◆ Doel van de taak: Zet uitsluitend de regels van de regel met "Return the mask of every instance of the blurred" tot en met de regel met "MULTIPOLYGON (((27 103, 19" om in een JSON-lijst van strings. Gebruik één string per regel en laat lege regels weg.

◆ Gegevensset:
⟨

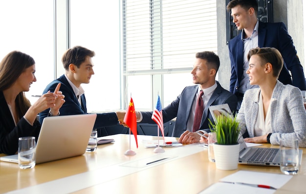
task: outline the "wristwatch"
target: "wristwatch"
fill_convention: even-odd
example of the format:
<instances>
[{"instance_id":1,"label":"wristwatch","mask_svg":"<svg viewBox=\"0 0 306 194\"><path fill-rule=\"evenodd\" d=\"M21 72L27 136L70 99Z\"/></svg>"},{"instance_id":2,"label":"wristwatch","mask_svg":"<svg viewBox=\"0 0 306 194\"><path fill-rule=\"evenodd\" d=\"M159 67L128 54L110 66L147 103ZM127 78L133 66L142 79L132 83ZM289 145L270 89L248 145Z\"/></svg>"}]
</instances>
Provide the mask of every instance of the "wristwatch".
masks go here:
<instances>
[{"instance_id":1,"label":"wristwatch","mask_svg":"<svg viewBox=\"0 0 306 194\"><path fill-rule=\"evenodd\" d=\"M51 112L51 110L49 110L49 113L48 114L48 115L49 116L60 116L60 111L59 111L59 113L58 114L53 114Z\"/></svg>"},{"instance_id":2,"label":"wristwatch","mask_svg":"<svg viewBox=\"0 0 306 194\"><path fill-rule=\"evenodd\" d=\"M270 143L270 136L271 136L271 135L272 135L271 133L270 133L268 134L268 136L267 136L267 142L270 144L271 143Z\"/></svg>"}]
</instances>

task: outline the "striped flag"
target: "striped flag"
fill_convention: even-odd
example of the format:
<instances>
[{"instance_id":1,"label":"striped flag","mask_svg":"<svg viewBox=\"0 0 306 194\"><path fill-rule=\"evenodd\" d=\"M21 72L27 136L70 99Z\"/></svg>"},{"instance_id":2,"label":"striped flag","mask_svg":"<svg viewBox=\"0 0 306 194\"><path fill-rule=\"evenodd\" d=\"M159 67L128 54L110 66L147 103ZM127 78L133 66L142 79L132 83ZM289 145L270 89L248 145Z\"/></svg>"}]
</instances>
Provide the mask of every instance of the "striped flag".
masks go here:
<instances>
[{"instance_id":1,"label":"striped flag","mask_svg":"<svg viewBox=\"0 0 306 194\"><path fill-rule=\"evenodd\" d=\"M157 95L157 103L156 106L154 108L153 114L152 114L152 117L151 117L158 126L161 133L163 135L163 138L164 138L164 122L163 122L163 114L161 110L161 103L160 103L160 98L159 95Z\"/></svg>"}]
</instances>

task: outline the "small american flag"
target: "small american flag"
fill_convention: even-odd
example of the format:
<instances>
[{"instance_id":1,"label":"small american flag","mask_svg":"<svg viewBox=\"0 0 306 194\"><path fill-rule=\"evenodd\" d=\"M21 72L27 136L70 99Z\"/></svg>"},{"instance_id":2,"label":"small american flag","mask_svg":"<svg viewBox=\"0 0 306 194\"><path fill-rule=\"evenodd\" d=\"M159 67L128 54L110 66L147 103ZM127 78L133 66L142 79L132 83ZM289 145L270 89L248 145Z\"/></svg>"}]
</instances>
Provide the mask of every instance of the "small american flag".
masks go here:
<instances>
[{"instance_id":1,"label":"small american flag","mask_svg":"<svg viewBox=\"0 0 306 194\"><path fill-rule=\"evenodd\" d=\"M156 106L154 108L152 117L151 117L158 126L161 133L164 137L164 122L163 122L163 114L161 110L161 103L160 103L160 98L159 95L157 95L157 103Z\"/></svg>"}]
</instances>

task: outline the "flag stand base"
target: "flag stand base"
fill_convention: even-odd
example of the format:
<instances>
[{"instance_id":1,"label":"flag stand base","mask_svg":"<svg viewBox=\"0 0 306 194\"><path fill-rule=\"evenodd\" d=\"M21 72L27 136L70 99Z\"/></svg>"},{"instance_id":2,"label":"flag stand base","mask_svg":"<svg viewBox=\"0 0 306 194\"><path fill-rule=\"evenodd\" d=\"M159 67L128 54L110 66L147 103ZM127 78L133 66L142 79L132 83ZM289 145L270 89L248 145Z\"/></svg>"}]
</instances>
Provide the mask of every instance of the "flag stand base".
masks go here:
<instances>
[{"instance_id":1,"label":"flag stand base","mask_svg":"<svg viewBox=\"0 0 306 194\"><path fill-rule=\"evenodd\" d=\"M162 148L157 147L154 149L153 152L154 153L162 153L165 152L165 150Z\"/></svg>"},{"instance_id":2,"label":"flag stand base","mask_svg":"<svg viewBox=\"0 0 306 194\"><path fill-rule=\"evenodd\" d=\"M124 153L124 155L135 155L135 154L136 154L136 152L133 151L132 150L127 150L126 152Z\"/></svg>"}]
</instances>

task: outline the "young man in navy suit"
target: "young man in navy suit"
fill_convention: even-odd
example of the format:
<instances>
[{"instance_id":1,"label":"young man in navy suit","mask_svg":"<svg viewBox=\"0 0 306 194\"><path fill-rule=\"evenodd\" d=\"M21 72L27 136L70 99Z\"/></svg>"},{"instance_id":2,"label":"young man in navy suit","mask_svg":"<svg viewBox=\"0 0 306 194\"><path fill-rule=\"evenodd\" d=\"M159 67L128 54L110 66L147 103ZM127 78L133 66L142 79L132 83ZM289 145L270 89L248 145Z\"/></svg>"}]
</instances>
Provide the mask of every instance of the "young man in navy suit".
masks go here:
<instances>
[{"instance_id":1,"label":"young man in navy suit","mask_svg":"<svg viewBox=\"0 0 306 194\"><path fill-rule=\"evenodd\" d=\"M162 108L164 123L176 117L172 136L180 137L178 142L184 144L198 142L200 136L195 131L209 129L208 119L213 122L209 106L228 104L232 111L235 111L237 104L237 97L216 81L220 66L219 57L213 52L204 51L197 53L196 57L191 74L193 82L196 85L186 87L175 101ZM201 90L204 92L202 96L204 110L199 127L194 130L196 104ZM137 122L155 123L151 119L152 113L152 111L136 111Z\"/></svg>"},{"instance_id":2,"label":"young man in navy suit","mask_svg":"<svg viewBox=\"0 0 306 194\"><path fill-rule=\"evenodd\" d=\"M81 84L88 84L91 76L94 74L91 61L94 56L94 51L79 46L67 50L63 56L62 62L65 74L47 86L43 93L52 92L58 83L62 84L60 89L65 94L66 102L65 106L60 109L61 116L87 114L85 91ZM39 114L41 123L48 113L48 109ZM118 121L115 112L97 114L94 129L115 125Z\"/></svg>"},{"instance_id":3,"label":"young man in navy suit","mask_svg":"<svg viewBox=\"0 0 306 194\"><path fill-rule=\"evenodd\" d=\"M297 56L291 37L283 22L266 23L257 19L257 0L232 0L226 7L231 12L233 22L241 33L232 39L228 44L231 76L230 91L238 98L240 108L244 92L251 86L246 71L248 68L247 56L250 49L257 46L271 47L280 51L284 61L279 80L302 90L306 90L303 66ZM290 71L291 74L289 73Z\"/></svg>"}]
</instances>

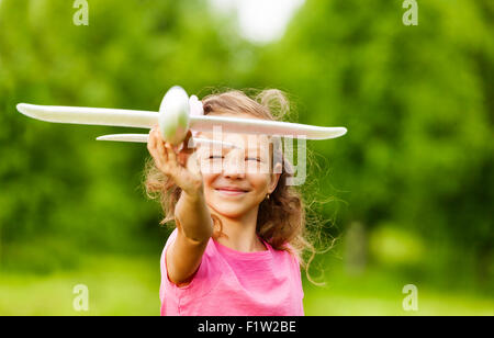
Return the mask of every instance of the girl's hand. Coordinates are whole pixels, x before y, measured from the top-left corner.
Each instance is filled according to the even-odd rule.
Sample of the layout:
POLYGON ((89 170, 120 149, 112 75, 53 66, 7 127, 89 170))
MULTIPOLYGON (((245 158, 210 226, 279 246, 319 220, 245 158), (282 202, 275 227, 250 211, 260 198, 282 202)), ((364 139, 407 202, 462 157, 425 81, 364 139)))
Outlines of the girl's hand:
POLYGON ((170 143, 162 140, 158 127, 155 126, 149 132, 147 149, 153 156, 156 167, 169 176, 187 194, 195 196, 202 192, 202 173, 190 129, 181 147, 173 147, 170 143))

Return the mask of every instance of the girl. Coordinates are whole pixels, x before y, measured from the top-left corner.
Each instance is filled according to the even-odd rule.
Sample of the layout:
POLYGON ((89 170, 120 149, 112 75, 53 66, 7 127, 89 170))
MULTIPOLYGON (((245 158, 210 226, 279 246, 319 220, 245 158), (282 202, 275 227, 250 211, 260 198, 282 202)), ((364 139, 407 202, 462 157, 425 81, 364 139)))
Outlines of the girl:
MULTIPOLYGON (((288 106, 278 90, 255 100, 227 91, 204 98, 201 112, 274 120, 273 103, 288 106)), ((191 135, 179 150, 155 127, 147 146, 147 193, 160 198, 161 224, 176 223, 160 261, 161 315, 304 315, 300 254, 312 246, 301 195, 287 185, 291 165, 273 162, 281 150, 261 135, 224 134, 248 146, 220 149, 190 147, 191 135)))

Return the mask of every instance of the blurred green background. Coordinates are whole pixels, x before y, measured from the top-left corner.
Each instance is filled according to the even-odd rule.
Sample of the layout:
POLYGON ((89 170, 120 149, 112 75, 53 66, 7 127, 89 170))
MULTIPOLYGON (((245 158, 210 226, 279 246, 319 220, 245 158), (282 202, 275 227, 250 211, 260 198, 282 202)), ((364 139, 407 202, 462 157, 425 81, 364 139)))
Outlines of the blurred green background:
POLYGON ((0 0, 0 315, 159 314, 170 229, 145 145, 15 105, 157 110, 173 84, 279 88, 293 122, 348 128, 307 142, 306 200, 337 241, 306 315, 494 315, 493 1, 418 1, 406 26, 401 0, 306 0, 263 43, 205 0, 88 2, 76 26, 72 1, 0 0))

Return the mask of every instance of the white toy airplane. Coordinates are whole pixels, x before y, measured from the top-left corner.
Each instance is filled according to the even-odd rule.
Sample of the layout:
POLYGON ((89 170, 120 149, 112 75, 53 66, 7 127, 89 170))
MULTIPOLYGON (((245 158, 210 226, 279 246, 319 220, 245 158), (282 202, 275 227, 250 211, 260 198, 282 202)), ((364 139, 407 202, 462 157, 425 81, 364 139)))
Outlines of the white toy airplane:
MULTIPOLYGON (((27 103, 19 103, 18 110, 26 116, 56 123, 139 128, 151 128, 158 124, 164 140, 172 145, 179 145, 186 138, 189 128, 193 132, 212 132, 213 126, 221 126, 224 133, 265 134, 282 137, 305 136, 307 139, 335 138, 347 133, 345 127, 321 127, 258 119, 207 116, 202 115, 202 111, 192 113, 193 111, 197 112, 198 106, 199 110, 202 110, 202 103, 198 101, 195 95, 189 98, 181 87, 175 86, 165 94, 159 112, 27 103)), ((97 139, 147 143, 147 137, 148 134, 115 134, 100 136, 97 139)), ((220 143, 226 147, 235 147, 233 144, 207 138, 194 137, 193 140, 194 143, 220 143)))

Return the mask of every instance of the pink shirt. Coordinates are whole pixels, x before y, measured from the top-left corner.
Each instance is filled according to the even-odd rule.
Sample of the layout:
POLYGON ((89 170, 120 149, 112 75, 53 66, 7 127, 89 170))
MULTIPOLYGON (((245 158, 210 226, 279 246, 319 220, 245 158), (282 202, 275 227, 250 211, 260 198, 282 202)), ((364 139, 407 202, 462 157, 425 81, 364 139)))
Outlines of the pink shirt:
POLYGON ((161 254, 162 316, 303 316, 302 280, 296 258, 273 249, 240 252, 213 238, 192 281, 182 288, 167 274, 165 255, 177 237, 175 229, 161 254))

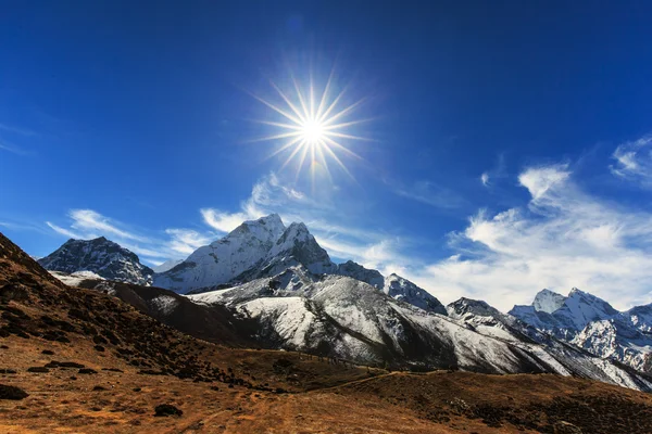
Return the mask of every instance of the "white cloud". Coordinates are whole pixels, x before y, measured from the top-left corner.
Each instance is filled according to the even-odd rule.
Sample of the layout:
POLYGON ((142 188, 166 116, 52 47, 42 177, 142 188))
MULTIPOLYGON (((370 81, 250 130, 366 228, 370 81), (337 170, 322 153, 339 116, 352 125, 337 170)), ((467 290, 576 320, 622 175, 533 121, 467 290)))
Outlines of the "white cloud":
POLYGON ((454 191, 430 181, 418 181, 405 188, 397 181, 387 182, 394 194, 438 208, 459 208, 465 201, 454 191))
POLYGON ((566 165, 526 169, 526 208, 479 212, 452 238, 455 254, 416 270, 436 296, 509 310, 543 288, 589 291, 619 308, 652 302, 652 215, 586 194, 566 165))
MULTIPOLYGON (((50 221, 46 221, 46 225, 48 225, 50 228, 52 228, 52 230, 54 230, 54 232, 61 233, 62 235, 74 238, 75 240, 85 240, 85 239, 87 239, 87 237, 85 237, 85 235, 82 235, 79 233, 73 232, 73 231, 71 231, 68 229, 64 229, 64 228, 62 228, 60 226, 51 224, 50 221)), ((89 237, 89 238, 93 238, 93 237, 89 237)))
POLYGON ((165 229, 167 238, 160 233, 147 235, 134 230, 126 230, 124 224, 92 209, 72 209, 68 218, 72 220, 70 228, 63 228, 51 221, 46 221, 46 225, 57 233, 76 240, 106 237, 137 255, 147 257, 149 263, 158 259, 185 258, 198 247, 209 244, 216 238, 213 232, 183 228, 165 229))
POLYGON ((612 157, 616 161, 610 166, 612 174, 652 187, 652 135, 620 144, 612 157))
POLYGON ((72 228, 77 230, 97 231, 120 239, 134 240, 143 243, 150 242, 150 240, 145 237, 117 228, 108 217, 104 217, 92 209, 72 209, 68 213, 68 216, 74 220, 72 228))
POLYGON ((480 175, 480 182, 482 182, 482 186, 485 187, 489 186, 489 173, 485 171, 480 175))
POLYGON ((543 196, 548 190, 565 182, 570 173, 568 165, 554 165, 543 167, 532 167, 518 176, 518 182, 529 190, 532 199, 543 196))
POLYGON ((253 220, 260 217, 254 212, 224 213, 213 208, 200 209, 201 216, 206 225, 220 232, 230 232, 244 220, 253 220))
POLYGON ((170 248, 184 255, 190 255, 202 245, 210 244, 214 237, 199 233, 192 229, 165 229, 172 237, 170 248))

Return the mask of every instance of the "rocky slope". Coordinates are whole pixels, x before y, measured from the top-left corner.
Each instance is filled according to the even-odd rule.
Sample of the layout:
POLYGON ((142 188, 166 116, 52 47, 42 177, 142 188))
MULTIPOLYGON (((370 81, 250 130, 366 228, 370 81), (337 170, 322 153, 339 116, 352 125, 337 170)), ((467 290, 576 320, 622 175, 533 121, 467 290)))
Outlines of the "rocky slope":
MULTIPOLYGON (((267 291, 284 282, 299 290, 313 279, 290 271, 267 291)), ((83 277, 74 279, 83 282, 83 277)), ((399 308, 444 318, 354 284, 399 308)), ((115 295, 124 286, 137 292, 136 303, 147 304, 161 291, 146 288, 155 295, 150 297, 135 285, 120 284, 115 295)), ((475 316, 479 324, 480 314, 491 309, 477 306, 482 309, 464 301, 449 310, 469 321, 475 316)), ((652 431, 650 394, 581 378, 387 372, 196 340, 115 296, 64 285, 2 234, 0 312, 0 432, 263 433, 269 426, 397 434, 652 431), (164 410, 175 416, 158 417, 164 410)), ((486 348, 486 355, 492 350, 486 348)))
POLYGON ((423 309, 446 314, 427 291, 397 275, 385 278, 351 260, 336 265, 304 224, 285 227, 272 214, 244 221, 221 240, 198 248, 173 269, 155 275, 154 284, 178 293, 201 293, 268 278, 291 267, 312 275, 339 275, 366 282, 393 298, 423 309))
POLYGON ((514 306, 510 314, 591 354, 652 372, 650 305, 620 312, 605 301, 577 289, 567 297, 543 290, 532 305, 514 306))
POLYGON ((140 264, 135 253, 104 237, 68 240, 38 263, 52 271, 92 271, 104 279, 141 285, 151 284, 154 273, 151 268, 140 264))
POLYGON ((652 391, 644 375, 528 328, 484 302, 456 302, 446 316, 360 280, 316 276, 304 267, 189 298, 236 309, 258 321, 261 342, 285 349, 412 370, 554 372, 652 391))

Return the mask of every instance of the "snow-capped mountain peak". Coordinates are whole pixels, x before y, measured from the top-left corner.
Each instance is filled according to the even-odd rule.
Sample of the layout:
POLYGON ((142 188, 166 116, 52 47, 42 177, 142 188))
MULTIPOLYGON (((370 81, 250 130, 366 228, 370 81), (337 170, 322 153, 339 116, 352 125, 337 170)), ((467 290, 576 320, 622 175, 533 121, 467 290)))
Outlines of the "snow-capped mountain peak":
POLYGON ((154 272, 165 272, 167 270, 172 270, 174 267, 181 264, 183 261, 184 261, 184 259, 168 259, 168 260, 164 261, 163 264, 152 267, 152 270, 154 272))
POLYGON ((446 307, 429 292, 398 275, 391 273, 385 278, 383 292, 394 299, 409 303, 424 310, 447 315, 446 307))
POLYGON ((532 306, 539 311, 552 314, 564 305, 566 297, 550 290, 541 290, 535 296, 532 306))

⟩

◆ Antwoord:
[
  "Return the mask of every instance of the blurred green background. Coordinates are whole pixels, x before y, measured from the top-left corner.",
  "Each instance is filled according to the even-odd rule.",
  "Sample of the layout:",
  "POLYGON ((89 170, 120 149, 112 75, 53 66, 7 127, 89 170))",
  "MULTIPOLYGON (((245 158, 210 226, 279 246, 319 220, 245 158), (282 202, 275 227, 250 211, 260 198, 282 202)), ((364 139, 407 202, 462 157, 425 81, 364 139)))",
  "Outlines of the blurred green background:",
  "POLYGON ((0 0, 0 315, 159 314, 170 229, 145 145, 15 105, 157 110, 173 84, 279 88, 293 122, 348 128, 307 142, 306 200, 337 241, 306 315, 494 315, 493 1, 418 1, 406 26, 401 0, 306 0, 263 43, 205 0, 88 2, 76 26, 72 1, 0 0))",
  "Return the mask of every instance of the white toy airplane. Coordinates are whole pixels, x before y, measured from the top-left corner.",
  "Each instance is filled according to the even-odd rule.",
  "Sample of the layout:",
  "POLYGON ((89 170, 120 149, 112 75, 53 66, 7 127, 89 170))",
  "MULTIPOLYGON (((245 158, 210 226, 279 246, 319 220, 245 158), (282 202, 275 227, 250 211, 260 198, 282 202)), ((364 139, 407 202, 462 157, 425 81, 364 139)))",
  "Outlines of the white toy airplane:",
  "MULTIPOLYGON (((27 103, 19 103, 18 110, 26 116, 56 123, 139 128, 151 128, 158 124, 164 140, 172 145, 179 145, 186 138, 189 128, 193 132, 212 132, 213 126, 221 126, 224 133, 265 134, 282 137, 305 136, 307 139, 335 138, 347 133, 345 127, 321 127, 258 119, 207 116, 202 115, 202 111, 192 113, 193 111, 197 112, 198 106, 199 110, 202 110, 202 103, 198 101, 195 95, 189 98, 181 87, 175 86, 165 94, 159 112, 27 103)), ((97 139, 147 143, 147 137, 148 134, 115 134, 100 136, 97 139)), ((220 143, 226 147, 235 147, 233 144, 207 138, 194 137, 193 140, 194 143, 220 143)))"
]